─── Input for this task

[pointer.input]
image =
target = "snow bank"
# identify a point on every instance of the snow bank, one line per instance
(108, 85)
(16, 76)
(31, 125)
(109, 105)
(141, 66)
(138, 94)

──────

Reproduce every line of the listing above, requests included, scaling each x and y coordinate of the answer points by 1.15 and rounding to the nearest whole number, with halves rounded up.

[pointer.input]
image =
target = "snow bank"
# identify a point on every instance of the snow bank, one line per instance
(124, 98)
(18, 87)
(36, 144)
(125, 121)
(162, 76)
(159, 108)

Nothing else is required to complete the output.